### [提示文]
まずヒトの遺伝子。ヒトの細胞がもつ遺伝子の数(種類)はおよそ2万個です。ヒトの体は数十兆個の細胞でできていますが、その細胞一つ一つが同じ遺伝子を持ちますので、全部合わせても遺伝子の数(種類)はそのまま約2万個です。遺伝子には個人差が多少はありますが、ヒトをヒトたらしめている点ではあなたと隣人に実は大きな差はありません。ゲノムの個人差は0.1%に過ぎないと言われています。ちなみに一卵性双生児は遺伝子だけでみたらコピーの関係です。
自分は隣人とは全く別の人間だし、一卵性双生児だってよく見ると違う、と思いますよね。それは鋭く、且つ正しいものの見方です。私たち個人の性質を作る要素は遺伝子以外にももちろんあります。性格や好みは特に、環境や体験といった後天的な影響を受けやすい気がしますが、体質も例外ではありません。生まれてから形作られる部分が大いにあります。
生理機能のアウトソーシング
腸内細菌たちの膨大な遺伝子数
私たちヒトは進化の過程で、生理機能の多くをアウトソーシングしてきました。その委託先が腸内細菌たちです(正確には腸内だけにとどまらず、私たちの身体のあらゆるところに共存に欠かせない菌やその他の微生物・ウイルスたちがいますが、ここでは数および機能的に最も存在感のある腸内細菌をその総称としました)。
この腸内細菌たち、単細胞生物でとても数が多いことはご存知かと思います。現代では腸内外の身体全体にいる、ヒト由来ではない細胞の遺伝子の数は400万個以上と見積もられています。つまり、私たちヒトの健全なココロとカラダは、ヒト由来の2万個とその他由来の400万個、あわせて402万個(ちょっと乱暴ですが)の遺伝子で成り立っていると言えます。
腸内細菌たちが作る物質
ヒト由来遺伝子約2万個と腸内細菌たち由来の遺伝子約400万個を比較して、どっちが多いという議論はもはや意味を成しませんが、これだけ繊細かつ高度な私たちヒトのスペックは、腸内細菌たちの存在があって成しえているということはお分かりいただけると思います。
有名なところで短鎖脂肪酸がありますが、これをはじめとする腸内細菌の生み出す物質もまた膨大で、ヒトの身体を機能させるのに欠かせません。
親からもらった遺伝子はコピーでも、生まれてから獲得した腸内細菌のメンバーが違えば、一卵性双生児にもそれなりの違いが出てくるはずです。何せヒトの健康なカラダは腸内細菌たちへのアウトソーシングで成り立っていると言っても過言ではないのですから。
腸内もダイバーシティがいい
個性豊かな集団
腸内細菌たち由来の遺伝子数は前述のとおり約400万個です。もう少し数字のお話をすると、単細胞生物、細胞1個当たりの遺伝子数はわずか数百程度です。ヒトは約2万ですから、やはり腸内細菌たちひとつひとつ(一匹一匹?)は単純と言えば単純な生き物です。だからこそチームワークが評価されます。

### [作業内容]
上の腸内細菌と遺伝子についての文章を、最後の一文の後から書き継いでください。

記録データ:

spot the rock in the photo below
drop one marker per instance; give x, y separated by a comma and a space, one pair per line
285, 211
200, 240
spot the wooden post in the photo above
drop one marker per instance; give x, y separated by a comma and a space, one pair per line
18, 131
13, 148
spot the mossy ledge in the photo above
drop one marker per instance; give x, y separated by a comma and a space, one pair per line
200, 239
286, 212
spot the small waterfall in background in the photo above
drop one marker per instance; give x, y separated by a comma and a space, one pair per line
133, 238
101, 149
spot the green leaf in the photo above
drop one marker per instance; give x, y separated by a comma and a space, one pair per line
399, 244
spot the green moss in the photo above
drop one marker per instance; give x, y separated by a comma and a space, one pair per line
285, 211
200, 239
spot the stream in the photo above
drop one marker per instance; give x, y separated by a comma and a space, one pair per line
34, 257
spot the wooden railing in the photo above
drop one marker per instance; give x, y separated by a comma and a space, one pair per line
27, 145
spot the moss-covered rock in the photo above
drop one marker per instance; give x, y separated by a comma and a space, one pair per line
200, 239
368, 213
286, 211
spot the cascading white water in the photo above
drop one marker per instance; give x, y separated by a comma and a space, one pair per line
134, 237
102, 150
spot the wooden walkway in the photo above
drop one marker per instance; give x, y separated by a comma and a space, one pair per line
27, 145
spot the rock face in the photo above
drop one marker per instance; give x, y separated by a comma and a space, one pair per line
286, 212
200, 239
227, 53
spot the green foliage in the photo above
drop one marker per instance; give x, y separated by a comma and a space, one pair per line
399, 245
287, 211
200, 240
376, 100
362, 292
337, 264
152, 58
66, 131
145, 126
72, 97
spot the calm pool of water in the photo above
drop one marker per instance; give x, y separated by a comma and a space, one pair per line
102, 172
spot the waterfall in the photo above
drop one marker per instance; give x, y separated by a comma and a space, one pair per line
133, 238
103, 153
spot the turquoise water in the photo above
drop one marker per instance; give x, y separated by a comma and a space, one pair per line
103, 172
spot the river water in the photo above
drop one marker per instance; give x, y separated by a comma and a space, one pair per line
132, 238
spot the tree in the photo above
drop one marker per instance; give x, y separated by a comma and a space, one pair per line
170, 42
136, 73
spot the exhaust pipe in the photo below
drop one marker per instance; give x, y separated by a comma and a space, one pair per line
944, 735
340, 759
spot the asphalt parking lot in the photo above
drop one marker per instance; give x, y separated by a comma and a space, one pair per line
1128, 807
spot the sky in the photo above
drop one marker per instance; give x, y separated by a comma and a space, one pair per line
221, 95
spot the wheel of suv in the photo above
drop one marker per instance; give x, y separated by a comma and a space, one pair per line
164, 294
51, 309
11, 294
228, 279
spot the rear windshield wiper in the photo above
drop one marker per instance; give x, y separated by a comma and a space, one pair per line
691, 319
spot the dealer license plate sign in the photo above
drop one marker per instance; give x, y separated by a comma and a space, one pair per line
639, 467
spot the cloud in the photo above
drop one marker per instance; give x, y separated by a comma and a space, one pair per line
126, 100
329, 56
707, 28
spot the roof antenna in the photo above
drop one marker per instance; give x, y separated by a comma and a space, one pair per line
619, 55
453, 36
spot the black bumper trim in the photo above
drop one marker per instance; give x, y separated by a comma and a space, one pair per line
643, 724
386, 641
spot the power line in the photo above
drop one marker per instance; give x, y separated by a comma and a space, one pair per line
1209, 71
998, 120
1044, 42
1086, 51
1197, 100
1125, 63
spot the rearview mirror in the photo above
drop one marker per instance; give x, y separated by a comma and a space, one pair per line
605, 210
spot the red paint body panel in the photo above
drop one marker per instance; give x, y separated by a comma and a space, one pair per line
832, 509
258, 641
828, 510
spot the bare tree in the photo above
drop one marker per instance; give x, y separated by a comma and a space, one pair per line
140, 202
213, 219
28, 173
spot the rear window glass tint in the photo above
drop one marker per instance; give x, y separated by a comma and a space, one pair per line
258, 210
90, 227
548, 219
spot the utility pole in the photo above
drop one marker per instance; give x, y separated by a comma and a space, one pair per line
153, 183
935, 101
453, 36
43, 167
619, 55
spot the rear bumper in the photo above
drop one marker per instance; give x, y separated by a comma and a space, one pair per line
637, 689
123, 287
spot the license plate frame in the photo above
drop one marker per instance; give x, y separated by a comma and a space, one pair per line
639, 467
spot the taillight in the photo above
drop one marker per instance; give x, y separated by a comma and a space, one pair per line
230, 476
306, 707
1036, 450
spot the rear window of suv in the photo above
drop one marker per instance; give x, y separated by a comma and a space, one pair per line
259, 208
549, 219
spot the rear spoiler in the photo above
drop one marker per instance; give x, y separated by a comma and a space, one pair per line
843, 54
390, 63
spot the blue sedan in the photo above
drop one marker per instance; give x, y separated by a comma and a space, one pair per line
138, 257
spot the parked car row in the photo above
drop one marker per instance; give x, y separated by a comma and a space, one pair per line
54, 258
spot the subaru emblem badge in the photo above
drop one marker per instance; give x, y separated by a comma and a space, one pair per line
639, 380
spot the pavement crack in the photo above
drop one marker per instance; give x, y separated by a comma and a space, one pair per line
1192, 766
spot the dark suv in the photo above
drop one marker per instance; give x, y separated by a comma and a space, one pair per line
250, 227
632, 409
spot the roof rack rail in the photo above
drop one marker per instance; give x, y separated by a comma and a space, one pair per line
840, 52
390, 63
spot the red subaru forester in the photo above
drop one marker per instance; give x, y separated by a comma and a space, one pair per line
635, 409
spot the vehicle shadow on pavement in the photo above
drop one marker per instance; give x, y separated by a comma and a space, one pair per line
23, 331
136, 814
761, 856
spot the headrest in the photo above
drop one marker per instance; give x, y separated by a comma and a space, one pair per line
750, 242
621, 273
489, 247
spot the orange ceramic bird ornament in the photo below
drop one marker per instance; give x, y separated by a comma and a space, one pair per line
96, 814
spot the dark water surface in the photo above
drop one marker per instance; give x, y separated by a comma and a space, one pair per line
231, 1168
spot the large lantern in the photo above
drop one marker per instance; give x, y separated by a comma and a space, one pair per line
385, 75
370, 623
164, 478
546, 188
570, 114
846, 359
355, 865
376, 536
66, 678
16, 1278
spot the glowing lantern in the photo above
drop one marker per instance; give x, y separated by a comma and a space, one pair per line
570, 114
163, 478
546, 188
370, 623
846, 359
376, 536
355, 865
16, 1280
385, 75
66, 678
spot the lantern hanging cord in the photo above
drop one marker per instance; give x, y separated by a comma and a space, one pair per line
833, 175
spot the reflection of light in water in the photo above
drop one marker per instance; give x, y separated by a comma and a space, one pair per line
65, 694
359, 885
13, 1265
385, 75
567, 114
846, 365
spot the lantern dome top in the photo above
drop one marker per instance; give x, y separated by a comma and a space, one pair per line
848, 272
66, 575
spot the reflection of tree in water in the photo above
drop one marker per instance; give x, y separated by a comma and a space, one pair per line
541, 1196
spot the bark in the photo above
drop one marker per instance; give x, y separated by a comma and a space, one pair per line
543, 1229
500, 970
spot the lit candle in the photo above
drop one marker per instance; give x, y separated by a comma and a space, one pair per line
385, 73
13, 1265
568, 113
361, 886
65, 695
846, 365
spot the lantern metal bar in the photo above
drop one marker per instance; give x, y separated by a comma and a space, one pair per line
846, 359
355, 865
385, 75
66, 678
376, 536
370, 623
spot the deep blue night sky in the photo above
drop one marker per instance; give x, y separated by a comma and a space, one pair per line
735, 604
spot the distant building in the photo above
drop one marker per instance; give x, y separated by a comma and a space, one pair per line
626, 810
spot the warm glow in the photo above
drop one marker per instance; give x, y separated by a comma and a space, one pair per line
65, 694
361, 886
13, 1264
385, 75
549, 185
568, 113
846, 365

### [解答欄]
健康な人とそうでない人の差は何か。腸内細菌たちをいろいろと調べてみても、「この菌が多い人は健康」という単純な答えは見つかりませんでした。一方で発見できた「ある傾向」があります。
腸内環境が良いと判断する指標のひとつに、腸内細菌の種類が豊富なことが挙げられます。代謝、免疫、そして神経といった健康のかなめになる部分には腸内細菌たちの寄与が大きく、これらが健全に機能している人たちは共通して、腸内細菌の種類が豊富です。逆に身体の力をうまく使えていない人たちは腸内細菌の種類が少ないことが分かっています。
ヒトの複雑な身体には多くの機能が必要
個人が多くの種類の腸内細菌を持っているということは、それだけ遺伝子の数も多くもっているということになります。単純ながらも腸内細菌たちはその種類を豊かにすることで、ヒトという複雑な個体の維持に寄与しているのですね。
個人としてよりよい身体を作るなら、変えることのできないヒトゲノムを嘆いているのは時間の無駄です。変えられる部分、腸内細菌たちにフォーカスして、彼らにダイバーシティを実現してもらいましょう。
だから腸活
私たちヒトが生きていくうえで、個々に共存する腸内細菌たちの存在は必須であることがわかってきました。彼らなしにヒトは健康を維持できませんし、そもそも正常な発達すらかなわないようです。
かつてゲノムだけが生物を形作る唯一の設計図と考えられた時代もありましたので、ヒトひとりの個体を維持するために他の生物に体内に住んでもらう必要があったのは少し驚きです。
こんにちの研究では、腸内細菌の種類が多いことだけではなく、どのように彼らを刺激して適切に働いてもらうか、また邪魔をしないか、腸内細菌同士の良好な組み合わせはどのようなものか、そうしたことに目が向けられています。腸内細菌を用いた治療や創薬研究もすでに始まっています。
腸内細菌の種類が乏しい現代人の腸
腸内細菌の種類に乏しいと言われる現代人の腸内環境ですが、それは便通が、肌が、風邪が、落ち込みが、疲れが、肥満が、花粉症が、、、といった多くのお悩みと関係しています。逆に言えば、これらは腸内細菌が緩和・解決してくれる問題です。
遺伝や年齢といってあきらめるのは、腸活を試してからで遅くはありません。同じ環境で暮らす家族は共存する腸内細菌たちも似通ってきますので、遺伝と思っている体質は実は腸内細菌による可変的な性質であることもしばしば。先祖代々受け継いだ遺伝子は、ご自身が思うよりずっと素晴らしいものかもしれません。
ご自身の力を発揮するためにも、ぜひ腸内環境を整えてみてください。